PROBLEM STATEMENT => Nothing other than the lines from the one containing "paved parking lot | locate" through the close of the entries below should be printed, each exactly.

+ + + + +

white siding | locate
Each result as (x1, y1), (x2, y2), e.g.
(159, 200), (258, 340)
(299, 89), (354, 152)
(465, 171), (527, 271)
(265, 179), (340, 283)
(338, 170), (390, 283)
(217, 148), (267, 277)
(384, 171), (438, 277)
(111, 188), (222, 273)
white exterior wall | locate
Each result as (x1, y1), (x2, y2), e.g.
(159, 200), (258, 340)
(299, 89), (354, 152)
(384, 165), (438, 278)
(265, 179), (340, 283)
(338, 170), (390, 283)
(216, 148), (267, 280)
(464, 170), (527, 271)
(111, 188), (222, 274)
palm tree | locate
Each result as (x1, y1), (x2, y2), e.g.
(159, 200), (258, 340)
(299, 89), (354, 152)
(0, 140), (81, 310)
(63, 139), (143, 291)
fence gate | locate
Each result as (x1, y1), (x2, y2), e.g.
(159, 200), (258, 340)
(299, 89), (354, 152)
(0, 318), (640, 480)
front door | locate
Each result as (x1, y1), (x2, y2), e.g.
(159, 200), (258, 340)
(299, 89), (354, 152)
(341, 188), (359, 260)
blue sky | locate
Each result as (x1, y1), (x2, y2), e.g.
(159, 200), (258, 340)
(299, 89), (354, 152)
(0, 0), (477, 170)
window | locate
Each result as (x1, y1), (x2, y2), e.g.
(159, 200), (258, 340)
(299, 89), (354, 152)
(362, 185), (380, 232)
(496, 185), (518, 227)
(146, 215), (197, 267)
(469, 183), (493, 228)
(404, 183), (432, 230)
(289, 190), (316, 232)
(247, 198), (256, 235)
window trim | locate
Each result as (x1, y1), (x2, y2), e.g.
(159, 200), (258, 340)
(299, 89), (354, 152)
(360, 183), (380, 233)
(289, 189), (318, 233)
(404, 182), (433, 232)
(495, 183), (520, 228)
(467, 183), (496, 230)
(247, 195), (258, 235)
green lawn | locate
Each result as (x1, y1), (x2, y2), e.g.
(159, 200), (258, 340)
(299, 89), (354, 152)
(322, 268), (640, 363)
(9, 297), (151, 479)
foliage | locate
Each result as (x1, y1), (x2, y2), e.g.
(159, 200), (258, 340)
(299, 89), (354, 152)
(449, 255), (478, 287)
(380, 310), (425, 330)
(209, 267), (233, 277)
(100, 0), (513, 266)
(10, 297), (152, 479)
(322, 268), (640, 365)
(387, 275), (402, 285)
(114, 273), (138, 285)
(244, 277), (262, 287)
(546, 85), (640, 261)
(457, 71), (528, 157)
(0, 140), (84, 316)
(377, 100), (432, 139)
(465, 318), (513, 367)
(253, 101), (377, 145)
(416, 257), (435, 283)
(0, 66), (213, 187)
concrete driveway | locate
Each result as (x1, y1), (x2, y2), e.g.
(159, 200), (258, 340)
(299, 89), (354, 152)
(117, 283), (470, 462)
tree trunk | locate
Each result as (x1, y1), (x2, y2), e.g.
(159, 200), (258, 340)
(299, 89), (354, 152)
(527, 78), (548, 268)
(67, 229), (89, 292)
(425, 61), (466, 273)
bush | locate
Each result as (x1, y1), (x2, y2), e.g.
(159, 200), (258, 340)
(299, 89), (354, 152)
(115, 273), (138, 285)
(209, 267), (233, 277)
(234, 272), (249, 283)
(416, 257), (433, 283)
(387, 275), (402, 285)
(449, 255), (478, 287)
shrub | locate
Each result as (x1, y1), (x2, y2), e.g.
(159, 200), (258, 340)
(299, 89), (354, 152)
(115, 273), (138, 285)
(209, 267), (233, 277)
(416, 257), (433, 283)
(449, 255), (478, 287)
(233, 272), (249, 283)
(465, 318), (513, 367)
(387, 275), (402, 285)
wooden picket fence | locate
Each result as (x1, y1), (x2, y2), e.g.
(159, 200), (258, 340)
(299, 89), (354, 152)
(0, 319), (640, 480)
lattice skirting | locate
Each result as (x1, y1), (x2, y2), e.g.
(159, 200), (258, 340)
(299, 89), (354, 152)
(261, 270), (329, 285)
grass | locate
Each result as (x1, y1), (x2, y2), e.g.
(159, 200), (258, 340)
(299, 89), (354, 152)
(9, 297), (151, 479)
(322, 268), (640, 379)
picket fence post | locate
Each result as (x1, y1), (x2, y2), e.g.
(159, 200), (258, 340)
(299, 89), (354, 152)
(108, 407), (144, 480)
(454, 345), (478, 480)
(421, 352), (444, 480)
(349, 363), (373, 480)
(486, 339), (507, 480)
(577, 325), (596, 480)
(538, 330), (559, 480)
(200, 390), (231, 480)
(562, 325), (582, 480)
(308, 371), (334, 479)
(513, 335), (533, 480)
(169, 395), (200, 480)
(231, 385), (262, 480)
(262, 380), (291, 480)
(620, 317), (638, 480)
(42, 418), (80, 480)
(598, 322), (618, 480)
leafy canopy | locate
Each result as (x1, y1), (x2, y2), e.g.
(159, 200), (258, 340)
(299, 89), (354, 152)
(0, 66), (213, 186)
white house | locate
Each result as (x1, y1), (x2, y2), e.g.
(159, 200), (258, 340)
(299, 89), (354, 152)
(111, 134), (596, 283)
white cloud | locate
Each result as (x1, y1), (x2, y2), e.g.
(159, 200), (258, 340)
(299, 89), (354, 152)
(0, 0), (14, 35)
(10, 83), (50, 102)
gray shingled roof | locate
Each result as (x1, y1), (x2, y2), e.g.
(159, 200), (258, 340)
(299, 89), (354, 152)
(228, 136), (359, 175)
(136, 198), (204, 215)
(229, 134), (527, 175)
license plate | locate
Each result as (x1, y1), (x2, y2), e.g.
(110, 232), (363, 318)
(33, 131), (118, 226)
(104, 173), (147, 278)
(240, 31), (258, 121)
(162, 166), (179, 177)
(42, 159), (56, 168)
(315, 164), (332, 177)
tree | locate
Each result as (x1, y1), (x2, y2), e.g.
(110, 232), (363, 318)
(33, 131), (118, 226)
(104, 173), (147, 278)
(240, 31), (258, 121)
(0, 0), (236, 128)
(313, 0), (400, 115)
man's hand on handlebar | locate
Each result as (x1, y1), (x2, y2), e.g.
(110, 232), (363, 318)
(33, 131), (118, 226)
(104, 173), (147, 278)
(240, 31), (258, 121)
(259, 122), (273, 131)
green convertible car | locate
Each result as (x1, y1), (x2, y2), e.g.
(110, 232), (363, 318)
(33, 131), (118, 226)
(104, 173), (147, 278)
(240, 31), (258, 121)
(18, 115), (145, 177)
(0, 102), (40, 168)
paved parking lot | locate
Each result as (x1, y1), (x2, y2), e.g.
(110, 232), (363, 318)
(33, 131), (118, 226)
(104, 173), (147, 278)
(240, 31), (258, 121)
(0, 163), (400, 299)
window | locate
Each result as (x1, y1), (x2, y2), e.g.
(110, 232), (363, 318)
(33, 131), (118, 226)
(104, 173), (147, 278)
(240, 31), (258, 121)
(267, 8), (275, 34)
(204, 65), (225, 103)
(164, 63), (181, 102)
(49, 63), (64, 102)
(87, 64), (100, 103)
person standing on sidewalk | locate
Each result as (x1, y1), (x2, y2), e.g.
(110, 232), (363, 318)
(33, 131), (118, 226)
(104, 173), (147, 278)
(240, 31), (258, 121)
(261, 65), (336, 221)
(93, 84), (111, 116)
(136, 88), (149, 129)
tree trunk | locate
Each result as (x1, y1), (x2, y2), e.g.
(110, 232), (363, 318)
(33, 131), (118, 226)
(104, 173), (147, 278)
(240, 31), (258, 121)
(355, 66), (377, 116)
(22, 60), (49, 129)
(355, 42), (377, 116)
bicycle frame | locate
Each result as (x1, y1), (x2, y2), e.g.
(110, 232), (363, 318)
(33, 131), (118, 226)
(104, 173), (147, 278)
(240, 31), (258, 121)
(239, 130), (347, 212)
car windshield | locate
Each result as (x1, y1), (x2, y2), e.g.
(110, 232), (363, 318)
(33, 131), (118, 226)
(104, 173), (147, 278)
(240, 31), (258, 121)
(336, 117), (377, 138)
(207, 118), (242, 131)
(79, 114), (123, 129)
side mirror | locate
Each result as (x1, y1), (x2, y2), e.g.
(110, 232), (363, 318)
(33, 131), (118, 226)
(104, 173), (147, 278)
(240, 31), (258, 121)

+ + + + +

SOLUTION TO THIS PROBLEM =>
paved parking lot | locate
Each result as (x1, y1), (x2, y2), e.g.
(110, 232), (363, 318)
(33, 131), (118, 226)
(104, 173), (147, 278)
(240, 31), (258, 121)
(0, 163), (400, 299)
window | locate
Each result as (x1, y1), (x2, y2), e.g.
(110, 232), (363, 318)
(33, 131), (118, 226)
(104, 173), (147, 278)
(240, 31), (258, 121)
(267, 8), (275, 34)
(204, 65), (225, 103)
(164, 63), (181, 102)
(49, 63), (64, 102)
(87, 64), (100, 103)
person standing on sidewalk | locate
Each result as (x1, y1), (x2, y2), e.g.
(110, 232), (363, 318)
(33, 131), (118, 226)
(104, 173), (147, 278)
(240, 31), (258, 121)
(261, 65), (336, 221)
(93, 84), (111, 116)
(136, 88), (149, 129)
tree trunk | locate
Each result as (x1, y1), (x2, y2), e.g.
(110, 232), (363, 318)
(33, 131), (118, 226)
(104, 173), (147, 278)
(240, 31), (258, 121)
(355, 66), (377, 116)
(22, 60), (49, 129)
(355, 42), (377, 116)
bicycle frame | locate
Each result as (x1, y1), (x2, y2), e.g.
(110, 232), (363, 318)
(33, 131), (118, 226)
(104, 173), (147, 278)
(240, 31), (258, 121)
(239, 130), (347, 212)
car windshield | locate
Each result as (x1, y1), (x2, y2), e.g.
(110, 232), (363, 318)
(33, 131), (118, 226)
(104, 173), (147, 278)
(240, 31), (258, 121)
(336, 117), (377, 138)
(207, 118), (242, 131)
(79, 114), (123, 129)
side mirror | locate
Each result as (x1, y1), (x2, y2), e.g.
(110, 232), (363, 318)
(33, 131), (118, 226)
(104, 173), (147, 278)
(240, 31), (258, 121)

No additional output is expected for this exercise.